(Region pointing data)
────────
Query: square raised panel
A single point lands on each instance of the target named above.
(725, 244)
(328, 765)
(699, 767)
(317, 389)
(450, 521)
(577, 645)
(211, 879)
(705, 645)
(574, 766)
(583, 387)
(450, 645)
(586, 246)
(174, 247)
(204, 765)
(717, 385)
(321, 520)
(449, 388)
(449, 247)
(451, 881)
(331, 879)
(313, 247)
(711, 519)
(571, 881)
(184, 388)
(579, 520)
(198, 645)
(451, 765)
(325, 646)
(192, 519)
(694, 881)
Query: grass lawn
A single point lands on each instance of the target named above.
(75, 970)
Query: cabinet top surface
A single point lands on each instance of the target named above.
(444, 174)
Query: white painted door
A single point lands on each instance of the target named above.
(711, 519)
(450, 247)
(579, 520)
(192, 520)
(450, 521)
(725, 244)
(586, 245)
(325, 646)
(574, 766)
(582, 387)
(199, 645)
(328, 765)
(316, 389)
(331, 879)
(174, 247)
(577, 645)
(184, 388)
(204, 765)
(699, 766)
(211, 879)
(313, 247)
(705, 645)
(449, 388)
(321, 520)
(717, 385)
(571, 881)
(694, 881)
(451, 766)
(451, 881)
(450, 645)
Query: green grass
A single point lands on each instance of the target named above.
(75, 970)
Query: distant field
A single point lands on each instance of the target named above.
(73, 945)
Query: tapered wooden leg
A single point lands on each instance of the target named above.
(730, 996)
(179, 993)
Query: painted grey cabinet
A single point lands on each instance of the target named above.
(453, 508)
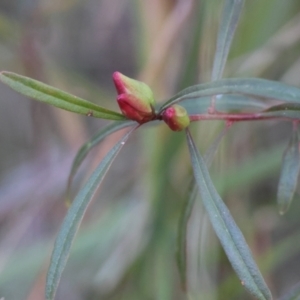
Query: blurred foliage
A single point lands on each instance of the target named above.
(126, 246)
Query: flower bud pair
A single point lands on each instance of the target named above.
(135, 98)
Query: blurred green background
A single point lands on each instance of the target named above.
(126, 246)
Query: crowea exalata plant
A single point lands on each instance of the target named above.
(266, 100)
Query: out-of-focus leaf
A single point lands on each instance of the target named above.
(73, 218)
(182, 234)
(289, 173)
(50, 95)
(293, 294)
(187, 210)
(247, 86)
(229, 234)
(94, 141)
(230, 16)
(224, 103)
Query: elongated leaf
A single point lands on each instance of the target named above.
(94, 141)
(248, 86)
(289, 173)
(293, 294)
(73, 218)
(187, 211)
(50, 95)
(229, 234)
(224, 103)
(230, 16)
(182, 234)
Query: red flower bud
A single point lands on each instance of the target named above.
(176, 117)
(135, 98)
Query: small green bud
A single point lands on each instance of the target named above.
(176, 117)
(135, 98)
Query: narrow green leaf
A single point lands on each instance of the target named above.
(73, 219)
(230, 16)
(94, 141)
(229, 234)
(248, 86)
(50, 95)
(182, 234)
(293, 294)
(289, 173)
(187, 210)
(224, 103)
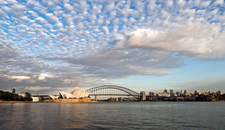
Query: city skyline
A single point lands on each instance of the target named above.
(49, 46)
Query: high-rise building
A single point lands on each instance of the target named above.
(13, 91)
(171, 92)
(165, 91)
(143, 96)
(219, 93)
────────
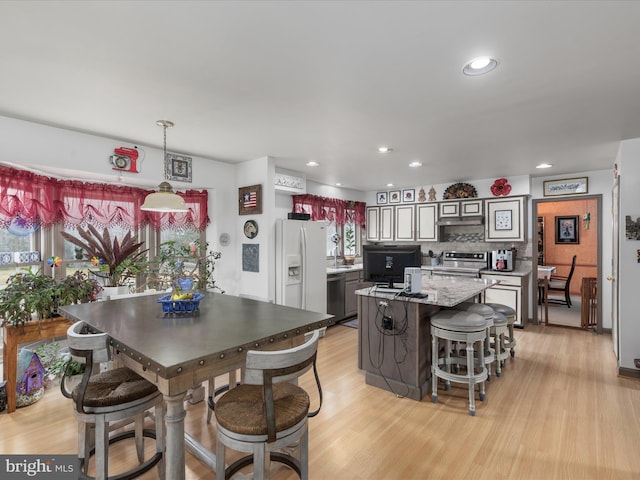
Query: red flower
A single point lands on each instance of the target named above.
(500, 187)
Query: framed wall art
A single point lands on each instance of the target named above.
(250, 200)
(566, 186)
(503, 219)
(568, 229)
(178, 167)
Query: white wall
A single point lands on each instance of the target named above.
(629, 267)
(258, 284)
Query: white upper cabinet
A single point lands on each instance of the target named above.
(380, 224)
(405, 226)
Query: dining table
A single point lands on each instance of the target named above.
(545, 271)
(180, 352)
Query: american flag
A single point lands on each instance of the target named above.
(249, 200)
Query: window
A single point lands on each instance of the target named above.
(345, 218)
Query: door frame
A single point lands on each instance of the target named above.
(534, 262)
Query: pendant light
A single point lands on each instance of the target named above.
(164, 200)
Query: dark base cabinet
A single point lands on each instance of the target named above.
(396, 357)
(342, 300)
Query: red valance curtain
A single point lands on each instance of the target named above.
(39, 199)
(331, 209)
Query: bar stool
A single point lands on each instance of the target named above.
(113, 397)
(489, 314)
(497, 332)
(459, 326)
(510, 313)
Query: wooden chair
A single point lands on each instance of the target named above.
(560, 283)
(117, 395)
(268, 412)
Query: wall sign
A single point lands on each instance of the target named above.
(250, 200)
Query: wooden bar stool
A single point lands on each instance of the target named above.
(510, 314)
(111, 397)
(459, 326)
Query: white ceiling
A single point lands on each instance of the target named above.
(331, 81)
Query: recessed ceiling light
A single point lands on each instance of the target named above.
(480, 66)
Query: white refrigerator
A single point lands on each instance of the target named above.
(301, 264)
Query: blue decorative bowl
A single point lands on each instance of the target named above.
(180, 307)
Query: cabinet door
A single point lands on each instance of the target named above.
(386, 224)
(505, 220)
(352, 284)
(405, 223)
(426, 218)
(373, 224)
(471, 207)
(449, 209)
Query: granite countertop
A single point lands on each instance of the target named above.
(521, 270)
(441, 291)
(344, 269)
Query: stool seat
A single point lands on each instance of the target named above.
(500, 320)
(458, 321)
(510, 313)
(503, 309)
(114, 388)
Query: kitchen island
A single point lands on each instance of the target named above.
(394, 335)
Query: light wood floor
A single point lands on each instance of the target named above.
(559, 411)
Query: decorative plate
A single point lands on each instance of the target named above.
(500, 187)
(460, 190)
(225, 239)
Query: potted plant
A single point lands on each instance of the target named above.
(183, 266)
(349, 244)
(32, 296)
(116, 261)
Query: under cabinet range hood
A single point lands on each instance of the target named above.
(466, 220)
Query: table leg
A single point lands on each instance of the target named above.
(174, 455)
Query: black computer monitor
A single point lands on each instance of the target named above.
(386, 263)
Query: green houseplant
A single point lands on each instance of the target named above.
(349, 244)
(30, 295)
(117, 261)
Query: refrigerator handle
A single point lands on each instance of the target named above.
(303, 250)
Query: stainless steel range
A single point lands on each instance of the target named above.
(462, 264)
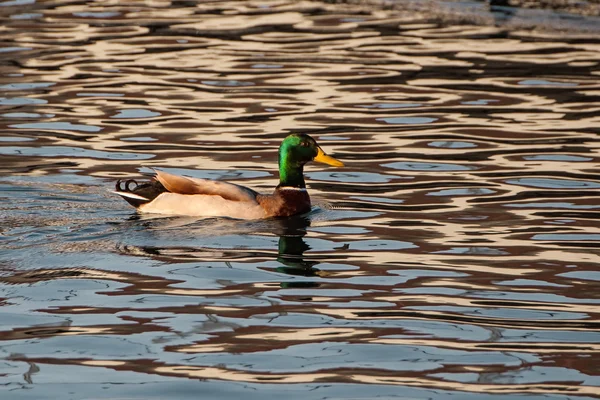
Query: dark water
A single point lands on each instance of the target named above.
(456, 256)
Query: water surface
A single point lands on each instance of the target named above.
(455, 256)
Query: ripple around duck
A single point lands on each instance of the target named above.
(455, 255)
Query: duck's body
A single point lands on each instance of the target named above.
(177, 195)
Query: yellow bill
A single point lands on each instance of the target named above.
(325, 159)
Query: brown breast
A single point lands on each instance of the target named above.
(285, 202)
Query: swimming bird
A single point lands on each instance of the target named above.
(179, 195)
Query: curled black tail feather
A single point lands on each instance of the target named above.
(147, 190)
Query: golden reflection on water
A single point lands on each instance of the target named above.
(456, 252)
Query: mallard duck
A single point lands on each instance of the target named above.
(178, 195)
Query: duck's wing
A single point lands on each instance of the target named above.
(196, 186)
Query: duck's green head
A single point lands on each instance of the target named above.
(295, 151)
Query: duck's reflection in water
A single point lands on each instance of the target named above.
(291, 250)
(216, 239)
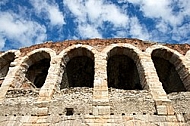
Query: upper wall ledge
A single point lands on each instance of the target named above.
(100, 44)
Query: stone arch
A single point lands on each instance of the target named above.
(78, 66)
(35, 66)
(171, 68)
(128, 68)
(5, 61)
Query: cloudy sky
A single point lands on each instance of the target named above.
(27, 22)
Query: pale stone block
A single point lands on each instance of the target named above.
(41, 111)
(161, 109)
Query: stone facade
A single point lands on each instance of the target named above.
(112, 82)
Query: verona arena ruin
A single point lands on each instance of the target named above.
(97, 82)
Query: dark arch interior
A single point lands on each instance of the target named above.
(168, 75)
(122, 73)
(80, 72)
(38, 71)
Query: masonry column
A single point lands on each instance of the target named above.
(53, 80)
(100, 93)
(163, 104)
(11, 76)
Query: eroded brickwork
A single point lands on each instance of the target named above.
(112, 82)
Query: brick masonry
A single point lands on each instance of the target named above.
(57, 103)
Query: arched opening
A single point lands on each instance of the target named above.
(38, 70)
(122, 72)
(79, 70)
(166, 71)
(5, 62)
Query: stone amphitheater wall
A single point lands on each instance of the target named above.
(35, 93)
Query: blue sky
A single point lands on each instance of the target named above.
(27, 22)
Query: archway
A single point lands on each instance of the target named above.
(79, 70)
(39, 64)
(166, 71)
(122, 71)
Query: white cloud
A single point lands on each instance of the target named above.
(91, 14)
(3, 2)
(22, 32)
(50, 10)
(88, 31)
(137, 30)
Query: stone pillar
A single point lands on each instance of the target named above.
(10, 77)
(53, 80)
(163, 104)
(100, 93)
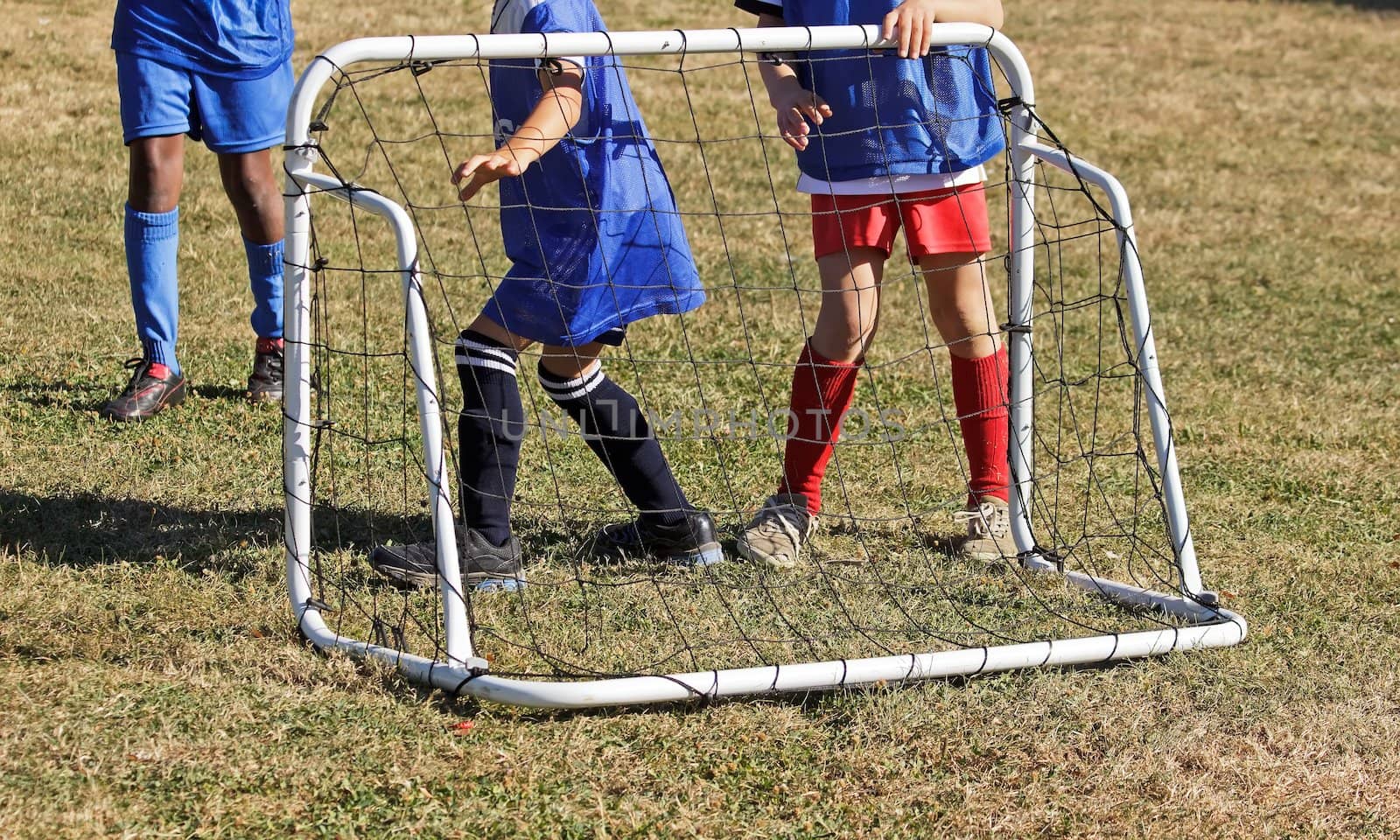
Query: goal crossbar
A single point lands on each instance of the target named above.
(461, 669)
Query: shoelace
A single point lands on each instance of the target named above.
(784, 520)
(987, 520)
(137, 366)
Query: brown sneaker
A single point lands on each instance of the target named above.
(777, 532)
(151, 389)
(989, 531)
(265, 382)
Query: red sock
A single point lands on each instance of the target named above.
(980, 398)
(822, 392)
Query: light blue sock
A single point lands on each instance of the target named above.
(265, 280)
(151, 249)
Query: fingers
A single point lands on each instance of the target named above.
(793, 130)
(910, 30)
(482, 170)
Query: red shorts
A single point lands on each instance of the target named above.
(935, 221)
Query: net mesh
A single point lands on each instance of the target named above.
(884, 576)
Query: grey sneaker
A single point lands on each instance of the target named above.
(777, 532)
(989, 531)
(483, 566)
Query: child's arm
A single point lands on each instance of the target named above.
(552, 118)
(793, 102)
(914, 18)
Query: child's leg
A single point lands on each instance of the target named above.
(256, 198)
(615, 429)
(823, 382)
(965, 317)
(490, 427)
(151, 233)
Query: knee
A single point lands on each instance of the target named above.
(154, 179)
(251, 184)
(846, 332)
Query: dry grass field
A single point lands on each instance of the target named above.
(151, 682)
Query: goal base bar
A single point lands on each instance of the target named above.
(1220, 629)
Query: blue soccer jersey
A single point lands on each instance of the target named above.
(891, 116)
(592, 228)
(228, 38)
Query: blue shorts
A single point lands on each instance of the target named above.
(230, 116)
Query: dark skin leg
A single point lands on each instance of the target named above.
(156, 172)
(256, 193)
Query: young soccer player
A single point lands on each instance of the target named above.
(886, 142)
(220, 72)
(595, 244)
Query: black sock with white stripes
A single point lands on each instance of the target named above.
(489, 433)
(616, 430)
────────
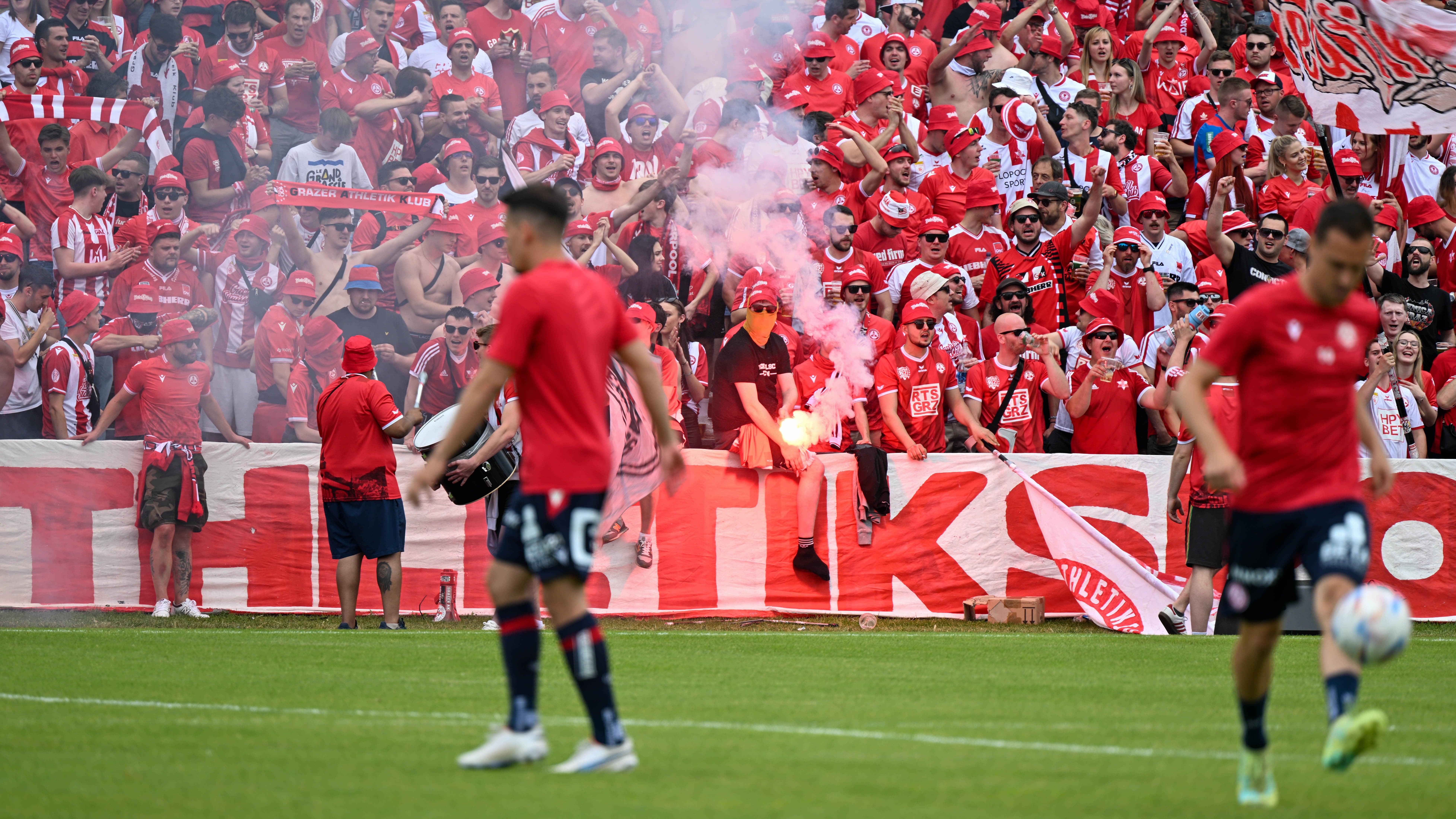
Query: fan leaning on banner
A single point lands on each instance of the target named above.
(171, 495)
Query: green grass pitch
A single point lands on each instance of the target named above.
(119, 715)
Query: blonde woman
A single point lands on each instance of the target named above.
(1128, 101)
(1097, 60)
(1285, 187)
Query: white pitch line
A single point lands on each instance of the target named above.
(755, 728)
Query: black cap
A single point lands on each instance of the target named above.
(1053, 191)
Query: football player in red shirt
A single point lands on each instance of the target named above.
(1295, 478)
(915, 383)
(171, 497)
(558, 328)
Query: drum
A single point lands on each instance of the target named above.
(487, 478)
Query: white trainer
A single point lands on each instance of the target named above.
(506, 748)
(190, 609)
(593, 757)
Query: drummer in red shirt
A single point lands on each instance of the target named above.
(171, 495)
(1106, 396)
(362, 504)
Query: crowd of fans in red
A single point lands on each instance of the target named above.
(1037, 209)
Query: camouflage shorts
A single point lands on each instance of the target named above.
────────
● YOUR OBJECTIVE: Show all lines above that contain "upper".

● WRITTEN ANSWER:
Query: white upper cabinet
Query: upper wall ledge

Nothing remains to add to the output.